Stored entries

----------

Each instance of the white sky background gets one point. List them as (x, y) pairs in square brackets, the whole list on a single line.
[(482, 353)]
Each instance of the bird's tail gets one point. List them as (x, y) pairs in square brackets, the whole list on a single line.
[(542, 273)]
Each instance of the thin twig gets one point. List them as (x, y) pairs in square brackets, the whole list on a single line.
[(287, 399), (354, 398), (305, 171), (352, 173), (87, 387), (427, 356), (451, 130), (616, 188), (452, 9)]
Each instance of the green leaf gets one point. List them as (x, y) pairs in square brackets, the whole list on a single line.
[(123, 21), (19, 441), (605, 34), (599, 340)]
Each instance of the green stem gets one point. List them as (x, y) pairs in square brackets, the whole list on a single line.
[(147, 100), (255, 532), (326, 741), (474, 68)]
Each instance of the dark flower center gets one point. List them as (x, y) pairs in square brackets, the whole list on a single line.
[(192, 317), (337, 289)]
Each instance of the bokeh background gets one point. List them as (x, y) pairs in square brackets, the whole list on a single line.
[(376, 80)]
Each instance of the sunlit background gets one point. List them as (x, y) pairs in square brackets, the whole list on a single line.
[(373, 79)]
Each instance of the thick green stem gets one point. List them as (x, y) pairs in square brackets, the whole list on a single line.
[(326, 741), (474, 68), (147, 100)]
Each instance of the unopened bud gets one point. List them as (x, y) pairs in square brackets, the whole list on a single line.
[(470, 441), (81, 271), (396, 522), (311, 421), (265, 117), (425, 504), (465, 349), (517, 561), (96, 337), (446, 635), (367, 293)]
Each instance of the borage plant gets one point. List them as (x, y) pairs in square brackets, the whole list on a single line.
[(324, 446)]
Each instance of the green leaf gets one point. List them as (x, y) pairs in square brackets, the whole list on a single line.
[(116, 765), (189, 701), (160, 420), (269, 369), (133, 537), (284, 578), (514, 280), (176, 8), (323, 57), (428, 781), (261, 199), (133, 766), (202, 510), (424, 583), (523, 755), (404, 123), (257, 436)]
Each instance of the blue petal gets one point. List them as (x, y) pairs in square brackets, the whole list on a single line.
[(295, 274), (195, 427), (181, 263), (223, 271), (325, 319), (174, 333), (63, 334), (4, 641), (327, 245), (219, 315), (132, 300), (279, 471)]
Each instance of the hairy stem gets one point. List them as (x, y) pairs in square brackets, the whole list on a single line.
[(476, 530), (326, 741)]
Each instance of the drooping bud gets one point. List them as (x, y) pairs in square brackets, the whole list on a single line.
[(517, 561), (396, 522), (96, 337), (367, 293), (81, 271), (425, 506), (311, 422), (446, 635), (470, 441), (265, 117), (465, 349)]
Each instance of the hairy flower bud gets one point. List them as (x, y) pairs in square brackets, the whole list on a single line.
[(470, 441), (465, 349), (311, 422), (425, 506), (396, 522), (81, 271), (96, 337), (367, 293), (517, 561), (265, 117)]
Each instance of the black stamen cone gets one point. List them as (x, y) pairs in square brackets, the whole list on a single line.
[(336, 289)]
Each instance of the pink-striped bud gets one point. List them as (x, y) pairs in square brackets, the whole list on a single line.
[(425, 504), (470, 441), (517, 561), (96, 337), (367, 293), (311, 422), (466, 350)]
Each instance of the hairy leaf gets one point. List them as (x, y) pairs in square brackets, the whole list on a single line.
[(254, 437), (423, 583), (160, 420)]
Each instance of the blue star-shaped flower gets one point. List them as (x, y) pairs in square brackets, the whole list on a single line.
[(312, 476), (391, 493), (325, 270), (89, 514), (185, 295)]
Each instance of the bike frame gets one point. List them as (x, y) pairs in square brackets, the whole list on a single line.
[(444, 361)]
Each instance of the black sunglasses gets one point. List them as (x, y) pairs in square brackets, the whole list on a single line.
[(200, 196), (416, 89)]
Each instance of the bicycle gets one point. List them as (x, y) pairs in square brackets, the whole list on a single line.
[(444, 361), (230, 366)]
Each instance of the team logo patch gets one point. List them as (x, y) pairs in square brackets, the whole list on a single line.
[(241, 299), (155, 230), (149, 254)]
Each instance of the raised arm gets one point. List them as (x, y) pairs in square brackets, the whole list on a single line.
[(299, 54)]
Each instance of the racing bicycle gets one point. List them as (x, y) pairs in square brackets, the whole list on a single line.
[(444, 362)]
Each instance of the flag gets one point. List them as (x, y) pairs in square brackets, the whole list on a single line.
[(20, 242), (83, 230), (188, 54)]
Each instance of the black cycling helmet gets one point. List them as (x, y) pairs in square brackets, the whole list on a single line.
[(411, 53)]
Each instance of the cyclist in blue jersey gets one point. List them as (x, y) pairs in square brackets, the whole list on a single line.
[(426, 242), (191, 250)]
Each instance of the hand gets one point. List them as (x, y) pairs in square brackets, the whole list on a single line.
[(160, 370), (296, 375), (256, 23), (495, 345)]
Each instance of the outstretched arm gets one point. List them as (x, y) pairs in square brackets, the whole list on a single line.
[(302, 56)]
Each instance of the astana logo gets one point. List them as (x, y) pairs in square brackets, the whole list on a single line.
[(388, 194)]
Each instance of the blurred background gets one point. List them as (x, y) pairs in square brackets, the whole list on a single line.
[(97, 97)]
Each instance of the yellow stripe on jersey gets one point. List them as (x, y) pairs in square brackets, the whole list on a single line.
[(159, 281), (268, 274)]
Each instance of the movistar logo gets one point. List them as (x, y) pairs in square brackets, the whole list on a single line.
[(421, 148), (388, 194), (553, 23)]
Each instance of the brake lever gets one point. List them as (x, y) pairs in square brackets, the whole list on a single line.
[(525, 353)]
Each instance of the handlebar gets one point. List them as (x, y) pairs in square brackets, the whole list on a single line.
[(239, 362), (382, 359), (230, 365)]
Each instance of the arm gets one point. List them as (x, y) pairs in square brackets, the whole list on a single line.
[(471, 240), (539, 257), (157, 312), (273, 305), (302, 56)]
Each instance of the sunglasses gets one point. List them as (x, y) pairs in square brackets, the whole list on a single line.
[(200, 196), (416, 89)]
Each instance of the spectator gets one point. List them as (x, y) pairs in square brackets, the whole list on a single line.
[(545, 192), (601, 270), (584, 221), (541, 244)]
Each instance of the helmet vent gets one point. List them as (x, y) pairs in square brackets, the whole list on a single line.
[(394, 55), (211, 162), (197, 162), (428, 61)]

----------

An exact copy of every record above is needed. Write it out word for word.

Each instance of the white sky background gets one point. List them as (x, y) pairs in square brackets, the whole list on a single line.
[(482, 353)]
Each instance of the bird's tail gets one point. List them as (x, y) pairs in square brackets, the whole list on a single line.
[(542, 273)]
Each instance of the thin twig gets one point. List them as (x, y) pairs in square brackets, the whole list on a single line.
[(287, 399), (354, 398), (305, 171), (352, 173), (87, 387), (427, 356), (451, 130), (616, 188), (452, 9)]
Each instance of the green leaf gets one point. List them as (x, y) pairs in square brackets, the whole list on a single line.
[(123, 21), (19, 441), (605, 34), (599, 340)]
Each instance of the green stem gets one point. List them as (x, y) pairs in square brackets, the whole list on a single line.
[(147, 100), (255, 532), (326, 741), (474, 68)]
Each instance of the dark flower center gets one point. List them as (x, y) pairs in square brackets, the whole list on a single line.
[(192, 317), (337, 289)]
Each instance of the bokeh background gets one point. List them as (x, y) pairs in square brackets, the whole list on a single line.
[(376, 80)]
Each instance of the sunlit background gets one point. List them as (x, y) pairs in square brackets, the whole list on a single line.
[(373, 79)]
Each instance of the thick green stem gets one point. List them as (x, y) pairs in square brackets, the whole list on a single line.
[(326, 741), (474, 68), (147, 100)]
Each instance of the unopened bud gets one point. List them as (x, y) pairs in square brackets, the whole list on a single line.
[(470, 441), (81, 271), (396, 522), (311, 421), (265, 117), (425, 504), (465, 349), (517, 561), (96, 337), (446, 635), (367, 293)]
Each instance of the borage plant gets one point. List them as (x, y) pairs in square brackets, the whole list on a single line.
[(324, 446)]
Each instance of the green leaf gets one point. List them as (x, y) pairs in square brackets, the whole list on a single line.
[(116, 765), (189, 701), (160, 420), (269, 369), (133, 537), (284, 578), (514, 280), (176, 8), (323, 57), (428, 781), (261, 199), (133, 766), (202, 510), (424, 583), (523, 755), (404, 123), (257, 436)]
Each instance of the blue petal gets one point. List them as (x, y) pairs in square brackets, the whole list on a single line.
[(295, 274), (195, 427), (181, 263), (223, 271), (325, 319), (174, 333), (63, 334), (4, 641), (327, 245), (219, 315), (132, 300), (279, 471)]
Each instance of the hairy stem gets one point. List them as (x, y) pairs in square brackets, the whole list on a single line.
[(476, 530), (326, 741)]
Each instance of the drooping bud gets one point. List them as (x, y) pairs in square brackets, the whole list on a single line.
[(517, 561), (396, 522), (96, 337), (367, 293), (81, 271), (425, 506), (311, 422), (446, 635), (470, 441), (265, 117), (465, 349)]
Each instance of the hairy flower bud gets one point. List them as (x, y) pairs in square brackets, the whole list on a single line.
[(470, 441), (465, 349), (311, 422), (425, 506), (396, 522), (81, 271), (96, 337), (367, 293), (517, 561), (265, 117)]
Each instance of the black stamen cone gets one point. List them as (x, y) pairs in square brackets, the whole list on a single line.
[(336, 289)]
Each instance of the pink-striped bud gets one point. List them as (x, y) pairs in square brackets, the whole list on a single line.
[(425, 504), (470, 441), (517, 561), (96, 337), (367, 293), (311, 422), (466, 350)]
Each instance of the hairy leaf gets one point. List them as (x, y) pairs in square brackets, the whole list on a single line.
[(254, 437), (423, 583), (160, 420)]
Each instance of the blue star-shaped flower gets one point. List them as (x, y) pairs in square brackets, the whole list on a single line.
[(312, 476), (391, 493), (325, 270), (89, 514), (185, 295)]
Each instance of the bike frame gets one point. List them as (x, y) pairs in square brackets, the whole list on a single line.
[(444, 361)]
Each instance of the black sunglasses gets one point. List them as (x, y) pairs in square brackets, the whole list on a single line.
[(200, 196), (416, 89)]
Each instance of the bicycle gets one point. List them as (x, y) pairs in square brackets, the whole list on a single line.
[(444, 361), (230, 366)]
Each instance of the team logo patch gets one point. List them as (x, y) pairs in square brackets, the whole list on a single line.
[(241, 299), (155, 230), (149, 254)]
Each instance of the raised arm gets one point. List them as (x, y) pairs in square brackets, the whole list on a single line.
[(299, 54)]
Each instance of the racing bicycle gets one point. List them as (x, y) pairs in square brackets, the whole list on a single line.
[(444, 362)]
Each instance of the flag gets one point. List them as (x, y) pairs in square brackets, the whole list on a single line.
[(20, 242), (83, 230), (188, 54)]
Each instance of the black cycling helmet gets one point. List them as (x, y) pairs in square brackets, the whole list on a single line.
[(411, 53)]
Each instance of the cyclist in blue jersey gets one point. List them as (x, y) pairs in square brackets, the whole list on a single line.
[(426, 242), (191, 250)]
Each instance of the hand gets one point. List them as (x, y) pairs in square brackets, the whole list on a single line.
[(160, 370), (296, 375), (256, 23), (495, 345)]
Each instance of the outstretched arm gets one point. List them as (x, y) pairs in square brackets, the whole list on a single line.
[(302, 56)]
Each instance of the astana logo gets one point. List them as (x, y) pairs in square brackets, the whole list on a single line.
[(388, 194)]
Each instance of the blurred background gets one point. List them as (x, y) pairs in square brackets, the whole list on a single line.
[(97, 97)]
Each instance of the yellow stripe on jersey gets one point. List them as (x, y) pairs in square brackets, the whole list on a single line.
[(159, 281), (268, 274)]
Each instance of the movistar logo gets one point. List them as (x, y) pairs in square brackets, the whole list on a single line.
[(421, 148), (388, 194), (553, 23)]
Each instance of the brake lever gets one point. List them as (x, y) pairs in square brackets, the whole list on a single line.
[(525, 353)]
Each instance of the handlebar gets one point. List them as (x, y) pairs in square brackets, the whole list on a single line.
[(239, 362), (382, 359), (230, 365)]
Each instance of the arm gets one point. List them as (x, y) pairs in square brackets, the whole list on a single line.
[(471, 240), (539, 257), (157, 312), (273, 305), (302, 56)]
Each instance of the sunglasses gets one point. List them as (x, y) pairs in square brackets, the whole list on a single line.
[(200, 196), (416, 89)]
Each instance of the spectator gets one point. List them as (x, y) pairs in square brackets, the whole list on a single line.
[(545, 192), (601, 270), (584, 221), (541, 244)]
Each instance of the helmet vent gets one point. List them as (x, y) pairs in square brackets, the whole list on a single line.
[(394, 55), (211, 162), (197, 162), (428, 61)]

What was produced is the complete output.